- _Tasks to complete_
[a] Answer these questions using the forum thread about separating alcohol, and mark each answer with the same numeral as its question.
(i) According to the reply that begins "Joke's on them," what is rubbing alcohol denatured with?
(ii) What amount does the thread give for how much salt dissolves in ethanol?
(iii) What range of alcohol concentration does the thread say distillation can reach?
[b] In the forum thread about separating alcohol, rewrite the paragraph beginning "Anhydrous ethanol (100% alcohol)" as a short list that keeps its main facts.
[c] Extend the forum thread about separating alcohol, picking up after its final post.

- _Document extract_

/---

If you want a product for consumption, don't use rubbing alcohol. It has orally-toxic additives which are difficult to separate, mixed in with it. It's "denatured".
Joke's on them. It's denatured with small but significant amounts of methanol or other substance, just enough to make it toxic for consumption but safe for topical use.
I thought they denature alcohol by adding something like denatonium benzoate (the most bitter chemical known). I would think even separating the alcohol with this method would leave enough DB in the alcohol layer to make it completely undrinkable.
@@olmostgudinaf8100 Salt does dissolve in ethanol in ~0.65 g/L. However I just tried this with 40% ethanol and NaCl and it does not work at all. Some other salt is needed to salt out ethanol. Maybe CaCl2 would work.
Anhydrous ethanol (100% alcohol) is made with a similar method using molecular sieves. You actually can't get 100% via distillation alone. I assume these could be used to lower energy usage in commercial/industrial alcohol production however it would be much more expensive to purchase and dry these sieves for reuse and also take much longer. The 95-97% achievable from distillation is easily enough for any practical uses.

\---

[Records from a collection]
/---

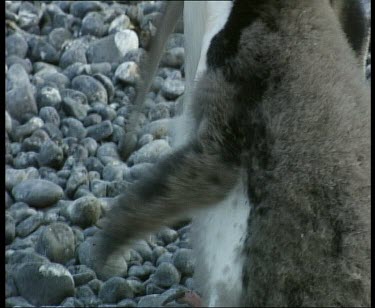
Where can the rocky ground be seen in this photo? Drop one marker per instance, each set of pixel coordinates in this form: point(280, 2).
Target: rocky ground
point(71, 67)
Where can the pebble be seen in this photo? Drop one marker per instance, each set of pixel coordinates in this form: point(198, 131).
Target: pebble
point(127, 72)
point(28, 15)
point(37, 193)
point(16, 176)
point(25, 160)
point(17, 301)
point(21, 98)
point(112, 48)
point(91, 87)
point(172, 88)
point(152, 300)
point(16, 45)
point(71, 127)
point(56, 242)
point(168, 235)
point(28, 128)
point(151, 152)
point(143, 249)
point(29, 225)
point(44, 283)
point(127, 303)
point(10, 228)
point(26, 63)
point(58, 36)
point(107, 153)
point(183, 261)
point(173, 57)
point(100, 131)
point(114, 290)
point(49, 115)
point(84, 212)
point(73, 55)
point(82, 275)
point(41, 50)
point(95, 285)
point(48, 96)
point(71, 302)
point(114, 172)
point(119, 24)
point(50, 154)
point(93, 24)
point(165, 257)
point(158, 129)
point(81, 8)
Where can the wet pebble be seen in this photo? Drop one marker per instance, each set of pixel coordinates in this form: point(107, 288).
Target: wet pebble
point(37, 193)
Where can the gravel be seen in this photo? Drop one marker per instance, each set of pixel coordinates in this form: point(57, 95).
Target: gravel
point(71, 69)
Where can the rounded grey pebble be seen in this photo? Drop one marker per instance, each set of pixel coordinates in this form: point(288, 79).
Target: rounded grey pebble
point(73, 55)
point(25, 160)
point(165, 257)
point(21, 98)
point(26, 63)
point(57, 243)
point(93, 24)
point(84, 211)
point(50, 154)
point(90, 144)
point(16, 45)
point(183, 260)
point(95, 285)
point(168, 235)
point(85, 294)
point(71, 302)
point(53, 131)
point(48, 96)
point(91, 87)
point(106, 82)
point(152, 300)
point(92, 119)
point(28, 128)
point(138, 271)
point(137, 286)
point(127, 72)
point(37, 193)
point(17, 301)
point(173, 57)
point(77, 177)
point(16, 176)
point(49, 115)
point(29, 225)
point(114, 172)
point(114, 290)
point(81, 8)
point(127, 303)
point(21, 211)
point(100, 131)
point(58, 36)
point(32, 278)
point(17, 77)
point(71, 127)
point(41, 50)
point(166, 275)
point(143, 249)
point(107, 153)
point(10, 228)
point(172, 88)
point(120, 23)
point(159, 111)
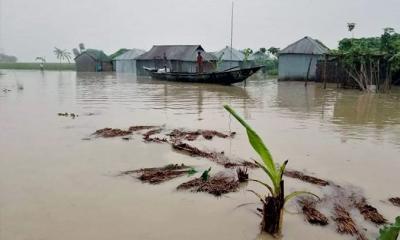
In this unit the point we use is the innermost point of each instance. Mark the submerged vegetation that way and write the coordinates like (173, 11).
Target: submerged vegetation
(274, 202)
(391, 231)
(50, 66)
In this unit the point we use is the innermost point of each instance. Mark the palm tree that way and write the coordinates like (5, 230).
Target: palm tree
(42, 62)
(62, 54)
(350, 27)
(273, 51)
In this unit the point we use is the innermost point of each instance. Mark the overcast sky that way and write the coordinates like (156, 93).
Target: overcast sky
(31, 28)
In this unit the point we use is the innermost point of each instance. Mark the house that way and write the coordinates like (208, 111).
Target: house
(93, 60)
(228, 58)
(126, 62)
(178, 58)
(299, 60)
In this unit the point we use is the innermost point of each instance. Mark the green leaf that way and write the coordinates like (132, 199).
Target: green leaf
(259, 146)
(276, 187)
(297, 193)
(264, 184)
(258, 195)
(282, 168)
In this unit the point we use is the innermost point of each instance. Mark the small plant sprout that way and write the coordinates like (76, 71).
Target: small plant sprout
(274, 202)
(205, 175)
(390, 232)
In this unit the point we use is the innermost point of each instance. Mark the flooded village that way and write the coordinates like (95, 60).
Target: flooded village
(181, 138)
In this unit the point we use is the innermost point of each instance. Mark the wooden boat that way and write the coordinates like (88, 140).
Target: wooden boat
(226, 77)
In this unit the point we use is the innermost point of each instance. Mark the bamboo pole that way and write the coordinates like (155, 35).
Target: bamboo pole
(325, 71)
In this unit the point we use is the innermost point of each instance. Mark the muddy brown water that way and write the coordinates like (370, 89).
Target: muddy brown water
(54, 185)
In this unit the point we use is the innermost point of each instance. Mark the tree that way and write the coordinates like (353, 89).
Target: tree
(350, 27)
(62, 55)
(42, 62)
(247, 52)
(273, 51)
(82, 47)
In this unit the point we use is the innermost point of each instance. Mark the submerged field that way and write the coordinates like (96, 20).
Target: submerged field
(58, 181)
(36, 66)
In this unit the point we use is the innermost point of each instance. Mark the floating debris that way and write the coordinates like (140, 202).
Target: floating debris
(111, 132)
(243, 174)
(210, 134)
(243, 163)
(159, 175)
(345, 223)
(192, 151)
(147, 136)
(216, 157)
(72, 115)
(215, 185)
(369, 212)
(311, 214)
(305, 178)
(139, 128)
(178, 135)
(395, 201)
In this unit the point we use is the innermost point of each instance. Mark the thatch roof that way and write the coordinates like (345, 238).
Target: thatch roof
(176, 52)
(130, 54)
(226, 54)
(306, 45)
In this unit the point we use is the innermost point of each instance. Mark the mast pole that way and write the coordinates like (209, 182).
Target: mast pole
(231, 32)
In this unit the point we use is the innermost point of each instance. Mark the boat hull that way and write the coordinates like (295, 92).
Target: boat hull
(223, 78)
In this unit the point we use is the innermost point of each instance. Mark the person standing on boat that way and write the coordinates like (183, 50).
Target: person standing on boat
(165, 61)
(199, 62)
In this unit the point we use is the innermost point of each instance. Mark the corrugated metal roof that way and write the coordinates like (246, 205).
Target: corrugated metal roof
(306, 45)
(259, 56)
(176, 52)
(130, 55)
(96, 55)
(226, 54)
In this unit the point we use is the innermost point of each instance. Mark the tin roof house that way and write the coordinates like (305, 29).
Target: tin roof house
(228, 58)
(178, 58)
(126, 62)
(298, 61)
(93, 60)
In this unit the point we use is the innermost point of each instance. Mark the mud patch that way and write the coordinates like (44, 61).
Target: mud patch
(215, 185)
(345, 223)
(216, 157)
(306, 178)
(72, 115)
(111, 132)
(311, 214)
(369, 212)
(395, 201)
(159, 175)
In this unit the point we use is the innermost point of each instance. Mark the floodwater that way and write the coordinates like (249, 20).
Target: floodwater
(54, 185)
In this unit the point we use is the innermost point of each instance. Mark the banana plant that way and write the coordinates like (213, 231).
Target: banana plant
(274, 202)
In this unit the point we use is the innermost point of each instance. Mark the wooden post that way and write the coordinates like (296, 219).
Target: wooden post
(325, 71)
(336, 76)
(308, 72)
(379, 75)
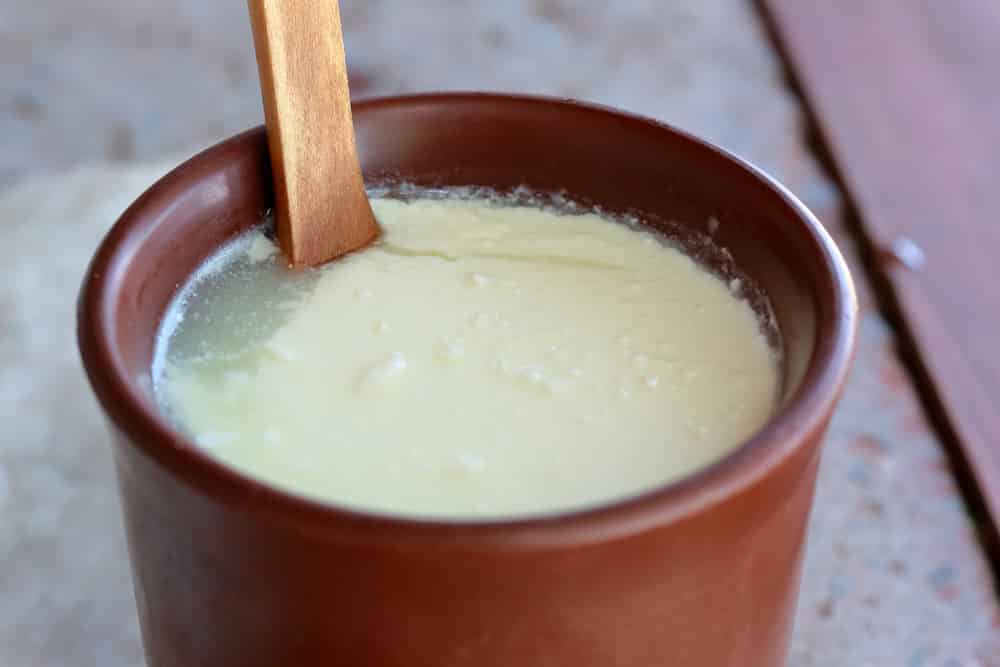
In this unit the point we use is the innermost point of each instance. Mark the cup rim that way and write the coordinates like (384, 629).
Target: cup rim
(800, 417)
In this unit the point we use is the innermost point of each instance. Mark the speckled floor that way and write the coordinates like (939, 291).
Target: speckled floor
(893, 576)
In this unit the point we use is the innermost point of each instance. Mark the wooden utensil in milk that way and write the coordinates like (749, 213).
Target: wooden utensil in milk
(322, 210)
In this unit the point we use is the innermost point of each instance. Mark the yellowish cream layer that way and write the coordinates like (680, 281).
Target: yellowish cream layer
(480, 361)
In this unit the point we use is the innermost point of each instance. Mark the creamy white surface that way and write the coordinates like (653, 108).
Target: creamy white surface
(479, 361)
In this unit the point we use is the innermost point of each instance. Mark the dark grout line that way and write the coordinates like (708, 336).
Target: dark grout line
(887, 300)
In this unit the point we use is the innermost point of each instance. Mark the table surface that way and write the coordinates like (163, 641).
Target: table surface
(96, 99)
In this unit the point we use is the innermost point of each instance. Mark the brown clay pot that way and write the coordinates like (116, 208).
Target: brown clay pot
(702, 572)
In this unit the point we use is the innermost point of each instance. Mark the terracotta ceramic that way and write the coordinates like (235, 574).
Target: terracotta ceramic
(702, 572)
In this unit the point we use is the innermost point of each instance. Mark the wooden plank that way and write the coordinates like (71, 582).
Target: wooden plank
(906, 94)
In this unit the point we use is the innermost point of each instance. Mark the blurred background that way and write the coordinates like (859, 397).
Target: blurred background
(100, 97)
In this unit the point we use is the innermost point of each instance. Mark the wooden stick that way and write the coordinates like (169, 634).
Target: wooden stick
(320, 201)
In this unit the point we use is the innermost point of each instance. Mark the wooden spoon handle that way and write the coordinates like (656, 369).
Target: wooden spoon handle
(320, 202)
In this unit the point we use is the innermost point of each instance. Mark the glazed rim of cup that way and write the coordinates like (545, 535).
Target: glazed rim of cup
(127, 401)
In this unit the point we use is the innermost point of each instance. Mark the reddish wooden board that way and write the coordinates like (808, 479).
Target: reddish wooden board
(906, 94)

\---

- _Responses for each task_
[a]
(i) Small but significant amounts of methanol or another substance.
(ii) About 0.65 g/L.
(iii) 95-97%.

[b]
- Anhydrous (100%) ethanol is made with a similar method that uses molecular sieves.
- Distillation alone cannot reach 100%.
- The sieves might lower energy use in commercial or industrial alcohol production, but buying them and drying them for reuse would cost much more, and the process would take much longer.
- The 95-97% reached by distillation is enough for any practical use.

[c]
The salt could be reused but it’d have to be dried first. The energy needed for drying would cancel out most of the savings you could get from avoiding distillation. Maybe all the saving or maybe it’d even cost more to use the salt method.
@@neirenoir depends if you’re worried about it being food safe or not. Gonna have random unsafe things getting into it out in the open for solar evaporation. If it’s an industrial environment worried about cost, you’d have to have so much salt in various levels of dryness to keep the process running that it’d wash out your savings due to working capital and the interest expense that entails. If you aren’t worried about it being food safe and are doing it as random batches or just personal use, sure maybe just letting it dry in the sun might work. PS I’m a chemical engineer so I default to looking at these things from an industrial and continuous perspective.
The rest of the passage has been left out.